- 本文抜粋 -
-=-=-=-=-

この発想を持つので、 外国人作業の時は大変なんですよ。
外国人は絶対我慢できないですよね、その発想は。
そうじゃないと、なんでその大田区の会社の、 私の知らない、一緒に仕事もしたことない人と比較するんだと。
私は転職市場でこのぐらい価値があります。 こういう高校、こういう技術がありますって言っていますよね。
そうですね。
比較対象が転職市場だったりしますよね。
マーケットのはずですよね。
マーケットですよ。
日本の場合その比較対象が社内なんだもんね。
社会主義国家だよね、ほとんど。
まあまあ、そういう捉え方になりますよね。
さっきの事例でいくと、その同じ年代で 一番優秀で年収が高い人と比較するのかな。
どう、中間と一番下ぐらいのだいたい分布を見て。
年齢とキャリアを見て、じゃあこの人と同じぐらいみたいな。
本当に今回特別で採用するときには、 異例措置という形を取ることもあるんじゃないですかね。
ちょっとここはグレーにさせてもらいますけど。
中国企業なんてね、それこそ1500万ぐらいで ボーンて雇っちゃうんですよね。
さっきの事例で言ったら。
外資なんてそんなもんですよね。
その代わりにダメだったらすぐ、 クビっていうか、やめてくれってはっきり言われちゃうけど。
すごく複雑じゃないですか。
今話聞いたって、外国人本当に理解できない。
年齢見たり、経験見たり、能力見たりね。
なので僕は同一労働と一人は場合分けしてるんですよ。

-=-=-=-=-

データソースから取得した記録
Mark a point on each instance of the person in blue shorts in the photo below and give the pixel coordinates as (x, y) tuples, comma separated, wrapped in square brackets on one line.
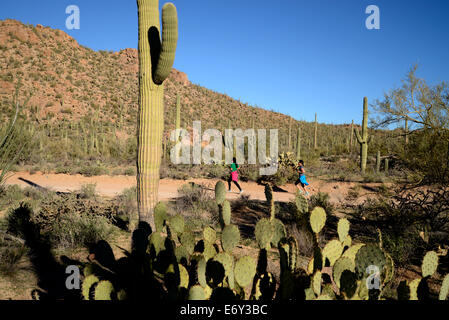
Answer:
[(302, 178)]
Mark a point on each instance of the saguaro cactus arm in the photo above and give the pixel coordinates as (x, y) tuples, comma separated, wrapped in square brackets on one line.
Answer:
[(169, 43)]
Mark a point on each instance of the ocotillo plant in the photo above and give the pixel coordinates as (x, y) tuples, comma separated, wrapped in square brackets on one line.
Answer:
[(363, 138), (298, 144), (316, 134), (155, 63)]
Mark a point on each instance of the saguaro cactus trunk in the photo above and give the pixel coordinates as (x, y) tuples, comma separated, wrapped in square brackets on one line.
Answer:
[(351, 141), (298, 144), (155, 62), (406, 131), (363, 138), (378, 162)]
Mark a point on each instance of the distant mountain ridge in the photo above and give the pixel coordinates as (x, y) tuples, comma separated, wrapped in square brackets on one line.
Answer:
[(70, 82)]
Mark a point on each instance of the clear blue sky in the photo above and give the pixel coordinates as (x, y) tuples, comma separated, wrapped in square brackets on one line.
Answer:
[(297, 57)]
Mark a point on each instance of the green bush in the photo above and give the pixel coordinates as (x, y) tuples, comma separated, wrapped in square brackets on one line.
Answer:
[(195, 199), (74, 230), (88, 191), (11, 255), (321, 199)]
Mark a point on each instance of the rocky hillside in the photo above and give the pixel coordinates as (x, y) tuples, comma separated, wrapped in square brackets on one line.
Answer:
[(72, 84)]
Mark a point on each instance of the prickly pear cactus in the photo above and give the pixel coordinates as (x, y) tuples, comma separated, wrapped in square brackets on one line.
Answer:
[(264, 233), (230, 237), (197, 293), (343, 229), (88, 282), (225, 214), (220, 192), (317, 219), (177, 223), (245, 270), (160, 216), (429, 264), (444, 291), (209, 234), (104, 290)]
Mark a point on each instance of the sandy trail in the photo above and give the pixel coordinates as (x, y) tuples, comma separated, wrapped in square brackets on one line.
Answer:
[(110, 186)]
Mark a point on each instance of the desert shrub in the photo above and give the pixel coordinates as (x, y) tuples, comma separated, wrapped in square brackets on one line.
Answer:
[(88, 191), (11, 255), (321, 199), (72, 230), (195, 199), (54, 206), (125, 205), (411, 221), (11, 194)]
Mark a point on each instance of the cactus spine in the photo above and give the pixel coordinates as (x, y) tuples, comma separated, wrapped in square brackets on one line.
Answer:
[(155, 63), (363, 138)]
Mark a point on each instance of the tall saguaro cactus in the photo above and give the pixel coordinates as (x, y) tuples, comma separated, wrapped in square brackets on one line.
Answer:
[(315, 146), (363, 138), (178, 112), (406, 131), (298, 144), (351, 137), (155, 62)]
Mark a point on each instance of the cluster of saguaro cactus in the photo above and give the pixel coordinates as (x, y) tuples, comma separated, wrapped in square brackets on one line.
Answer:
[(156, 59), (363, 138)]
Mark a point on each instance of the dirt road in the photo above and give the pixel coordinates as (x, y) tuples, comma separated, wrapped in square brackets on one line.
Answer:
[(110, 186)]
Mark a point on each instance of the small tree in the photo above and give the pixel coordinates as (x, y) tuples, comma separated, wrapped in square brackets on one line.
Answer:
[(11, 146), (426, 110)]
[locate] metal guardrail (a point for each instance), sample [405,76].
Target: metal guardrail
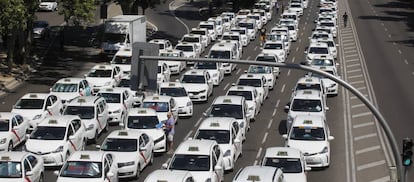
[349,87]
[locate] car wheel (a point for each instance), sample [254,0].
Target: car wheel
[10,147]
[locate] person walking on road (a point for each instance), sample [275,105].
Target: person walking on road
[169,131]
[345,17]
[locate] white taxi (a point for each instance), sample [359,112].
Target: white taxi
[13,129]
[89,166]
[175,66]
[311,135]
[198,84]
[203,158]
[250,95]
[69,88]
[259,173]
[146,120]
[56,138]
[290,160]
[93,112]
[255,80]
[160,175]
[37,106]
[119,102]
[231,106]
[215,70]
[180,95]
[103,76]
[21,166]
[163,105]
[132,149]
[227,133]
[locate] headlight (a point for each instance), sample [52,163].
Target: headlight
[325,150]
[59,149]
[90,127]
[126,164]
[37,116]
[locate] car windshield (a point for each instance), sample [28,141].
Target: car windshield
[4,124]
[210,27]
[185,48]
[306,105]
[173,91]
[219,55]
[111,97]
[221,136]
[48,133]
[157,106]
[322,62]
[82,169]
[305,86]
[190,162]
[121,60]
[119,145]
[259,69]
[142,122]
[191,39]
[318,50]
[288,165]
[226,110]
[246,94]
[65,87]
[10,169]
[250,82]
[307,133]
[193,79]
[206,65]
[100,73]
[29,104]
[84,112]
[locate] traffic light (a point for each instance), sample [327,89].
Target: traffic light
[407,151]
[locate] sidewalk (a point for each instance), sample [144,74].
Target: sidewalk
[9,82]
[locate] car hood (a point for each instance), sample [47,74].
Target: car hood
[306,146]
[42,146]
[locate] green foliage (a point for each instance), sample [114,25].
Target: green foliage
[78,12]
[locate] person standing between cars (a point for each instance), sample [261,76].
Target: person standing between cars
[345,17]
[169,127]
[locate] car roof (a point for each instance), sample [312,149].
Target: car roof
[282,152]
[217,123]
[196,146]
[58,121]
[309,120]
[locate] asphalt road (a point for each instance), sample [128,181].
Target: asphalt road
[265,132]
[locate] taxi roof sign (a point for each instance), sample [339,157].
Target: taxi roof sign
[193,148]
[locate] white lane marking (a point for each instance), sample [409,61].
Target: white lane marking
[363,125]
[259,153]
[368,149]
[198,122]
[225,87]
[238,71]
[370,165]
[270,124]
[264,137]
[365,136]
[361,114]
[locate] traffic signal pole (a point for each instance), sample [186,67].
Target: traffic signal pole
[349,87]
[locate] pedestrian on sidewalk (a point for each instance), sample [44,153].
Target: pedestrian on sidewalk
[345,17]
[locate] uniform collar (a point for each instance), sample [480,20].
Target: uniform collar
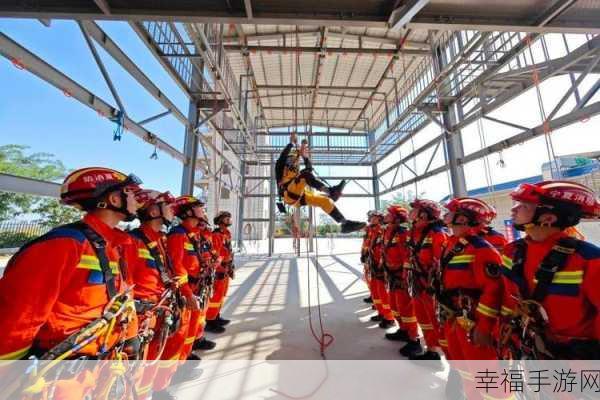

-=-=-=-=-

- 課題 A -
給与の比較をめぐる会話によると、日本の場合、比較の対象は何か。
- 課題 B -
次の(i)〜(iii)が給与の比較をめぐる会話の内容と合っているかを判断し、それぞれ「はい」か「いいえ」で答えなさい。根拠となる本文の語句もそのまま引用しなさい。(i) 中国企業は1500万円ほどで人を雇うことがある。(ii) 外資では、成果が出なくても雇用が続く。(iii) 外国人はこの発想を我慢できる。
- 課題 C -
給与の比較をめぐる会話を、最後の発言に続けて書き進めなさい。

- 解答 A -
社内です。

- 解答 B -
(i) はい。「中国企業なんてね、それこそ1500万ぐらいで」
(ii) いいえ。「やめてくれってはっきり言われちゃうけど」
(iii) いいえ。「外国人は絶対我慢できないですよね、その発想は。」

- 解答 C -
このガイドラインでも、職業経験能力に応じて 支給しようとする場合、基本給が。
2番目は業績成果に応じて基本給を支給しようとする場合。
3番目は基本給について労働者の 勤続年数に応じて支給しようとする場合。
4番目は昇給について、
勤続による職業能力の向上に応じて 行おうとする場合とか。
いろいろ書いているんだけど、
能力なんて比較ができないじゃないですか。
同じ能力に応じて上げてるんだったら、
同じ能力の人は同じように上げろっていう、 同じ基本給にしろってことなんですけど、
証明不可能ですよ、はっきり言って。
不可能。人間の能力なんて。
確かに。
法的にね、法的には。
ですので基本給については、
後で立証責任の話しますけど、
労働者側が、私このくらい能力ありますと 証明しないといけないんだったら、
これは骨抜きになる可能性が高いですね。
骨抜きというの?
証明ができないから。
同一労働、同一賃金っていう証明ができないから、 能力とか。
だからその基本給って、しかも複雑じゃないですか。
いろんな要素が絡み合って。
おそらくちょっとその判断は不可能。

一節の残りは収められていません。